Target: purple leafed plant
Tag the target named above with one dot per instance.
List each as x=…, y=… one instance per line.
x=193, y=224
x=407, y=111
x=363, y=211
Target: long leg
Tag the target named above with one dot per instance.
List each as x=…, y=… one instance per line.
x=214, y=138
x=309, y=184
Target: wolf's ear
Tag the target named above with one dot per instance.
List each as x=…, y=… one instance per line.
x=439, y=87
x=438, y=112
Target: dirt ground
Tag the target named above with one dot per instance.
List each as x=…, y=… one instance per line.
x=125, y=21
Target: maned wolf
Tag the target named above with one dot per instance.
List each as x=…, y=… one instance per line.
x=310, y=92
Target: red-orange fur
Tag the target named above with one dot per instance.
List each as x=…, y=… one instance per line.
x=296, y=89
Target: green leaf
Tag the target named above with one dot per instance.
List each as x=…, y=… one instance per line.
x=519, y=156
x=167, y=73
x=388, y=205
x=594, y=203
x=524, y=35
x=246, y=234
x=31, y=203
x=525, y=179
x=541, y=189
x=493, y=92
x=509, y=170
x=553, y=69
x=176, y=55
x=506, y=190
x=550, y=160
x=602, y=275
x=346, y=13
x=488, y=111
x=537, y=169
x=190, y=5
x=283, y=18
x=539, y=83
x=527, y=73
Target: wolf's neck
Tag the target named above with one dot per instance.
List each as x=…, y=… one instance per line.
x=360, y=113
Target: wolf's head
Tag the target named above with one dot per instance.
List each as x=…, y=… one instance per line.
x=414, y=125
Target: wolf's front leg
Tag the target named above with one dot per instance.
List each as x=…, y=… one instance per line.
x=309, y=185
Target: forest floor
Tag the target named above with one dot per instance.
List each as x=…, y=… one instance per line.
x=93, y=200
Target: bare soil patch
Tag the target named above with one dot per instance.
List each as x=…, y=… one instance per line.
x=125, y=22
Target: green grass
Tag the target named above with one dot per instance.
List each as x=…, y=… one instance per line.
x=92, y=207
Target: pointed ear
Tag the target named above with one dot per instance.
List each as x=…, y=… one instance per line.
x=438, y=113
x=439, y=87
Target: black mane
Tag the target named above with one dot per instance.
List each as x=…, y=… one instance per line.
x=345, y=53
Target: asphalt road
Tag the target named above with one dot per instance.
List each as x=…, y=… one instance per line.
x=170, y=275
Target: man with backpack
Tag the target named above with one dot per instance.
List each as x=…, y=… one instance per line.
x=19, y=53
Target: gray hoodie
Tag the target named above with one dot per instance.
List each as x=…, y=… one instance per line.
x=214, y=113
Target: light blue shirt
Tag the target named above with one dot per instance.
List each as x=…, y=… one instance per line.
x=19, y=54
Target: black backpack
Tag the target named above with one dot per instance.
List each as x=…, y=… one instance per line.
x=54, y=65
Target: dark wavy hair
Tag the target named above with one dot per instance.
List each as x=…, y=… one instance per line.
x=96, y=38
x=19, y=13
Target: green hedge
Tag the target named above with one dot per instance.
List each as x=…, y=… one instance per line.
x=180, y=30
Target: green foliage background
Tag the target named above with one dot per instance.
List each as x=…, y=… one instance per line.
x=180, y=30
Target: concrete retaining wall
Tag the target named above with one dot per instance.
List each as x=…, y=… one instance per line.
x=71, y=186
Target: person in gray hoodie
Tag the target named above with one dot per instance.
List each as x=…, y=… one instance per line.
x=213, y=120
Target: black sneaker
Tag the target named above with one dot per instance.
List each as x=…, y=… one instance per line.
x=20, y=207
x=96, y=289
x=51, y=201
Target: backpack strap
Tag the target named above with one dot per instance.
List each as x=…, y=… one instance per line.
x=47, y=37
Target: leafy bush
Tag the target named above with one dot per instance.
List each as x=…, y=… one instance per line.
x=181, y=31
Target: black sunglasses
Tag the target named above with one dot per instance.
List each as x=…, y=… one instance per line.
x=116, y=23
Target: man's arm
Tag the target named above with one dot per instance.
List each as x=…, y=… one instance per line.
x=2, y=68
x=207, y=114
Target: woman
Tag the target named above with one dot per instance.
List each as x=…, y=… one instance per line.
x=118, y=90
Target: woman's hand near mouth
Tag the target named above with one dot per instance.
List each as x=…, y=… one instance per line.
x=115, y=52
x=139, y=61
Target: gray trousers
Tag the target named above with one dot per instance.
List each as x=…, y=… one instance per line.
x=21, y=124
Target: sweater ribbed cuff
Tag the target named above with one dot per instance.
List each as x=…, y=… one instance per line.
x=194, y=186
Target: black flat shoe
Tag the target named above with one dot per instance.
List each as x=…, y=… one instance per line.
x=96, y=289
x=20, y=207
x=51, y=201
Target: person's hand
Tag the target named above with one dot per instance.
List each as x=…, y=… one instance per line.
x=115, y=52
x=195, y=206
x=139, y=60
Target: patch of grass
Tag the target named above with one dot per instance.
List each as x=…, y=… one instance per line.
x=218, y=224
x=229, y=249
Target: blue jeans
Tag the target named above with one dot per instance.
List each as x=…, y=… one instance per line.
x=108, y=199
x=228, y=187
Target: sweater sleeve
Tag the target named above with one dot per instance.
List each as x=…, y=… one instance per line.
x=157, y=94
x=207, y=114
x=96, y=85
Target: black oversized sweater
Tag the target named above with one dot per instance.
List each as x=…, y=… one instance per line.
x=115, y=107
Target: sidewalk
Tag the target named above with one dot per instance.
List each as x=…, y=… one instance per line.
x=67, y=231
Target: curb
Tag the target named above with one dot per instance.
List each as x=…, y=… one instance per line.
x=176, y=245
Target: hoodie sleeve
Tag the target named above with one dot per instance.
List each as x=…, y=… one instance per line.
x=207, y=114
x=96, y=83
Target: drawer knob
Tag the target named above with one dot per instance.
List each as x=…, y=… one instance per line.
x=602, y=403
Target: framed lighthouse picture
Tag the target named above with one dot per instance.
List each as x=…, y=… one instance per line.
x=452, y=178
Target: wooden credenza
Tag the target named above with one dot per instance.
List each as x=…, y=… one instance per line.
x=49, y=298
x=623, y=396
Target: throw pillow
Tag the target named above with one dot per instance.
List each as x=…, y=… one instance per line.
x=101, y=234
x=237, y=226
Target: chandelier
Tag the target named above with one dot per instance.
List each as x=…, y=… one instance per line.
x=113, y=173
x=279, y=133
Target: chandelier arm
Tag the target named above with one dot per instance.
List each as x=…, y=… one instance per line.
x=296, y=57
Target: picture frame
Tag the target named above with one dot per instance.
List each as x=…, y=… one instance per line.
****************
◆ Description of the task ◆
Convert the lines from the one containing "Target: patch of grass" through the one containing "x=67, y=231" into a JSON list of strings, one string per line, with blank lines omitted.

◆ Exercise response ◆
[
  "Target: patch of grass",
  "Tag the target named above with one dot per instance.",
  "List each as x=…, y=… one instance per line.",
  "x=218, y=224",
  "x=229, y=249",
  "Target: blue jeans",
  "Tag the target named above with one dot per instance.",
  "List each as x=…, y=… one instance per line.",
  "x=108, y=199",
  "x=228, y=187",
  "Target: sweater sleeve",
  "Tag the target named above with one dot per instance.",
  "List each as x=…, y=… one instance per line.",
  "x=157, y=94",
  "x=207, y=114",
  "x=96, y=85",
  "Target: black oversized sweater",
  "Tag the target named above with one dot per instance.",
  "List each as x=…, y=… one instance per line.",
  "x=115, y=107",
  "Target: sidewalk",
  "Tag the target named above with one dot per instance.",
  "List each as x=…, y=… one instance per line.",
  "x=67, y=231"
]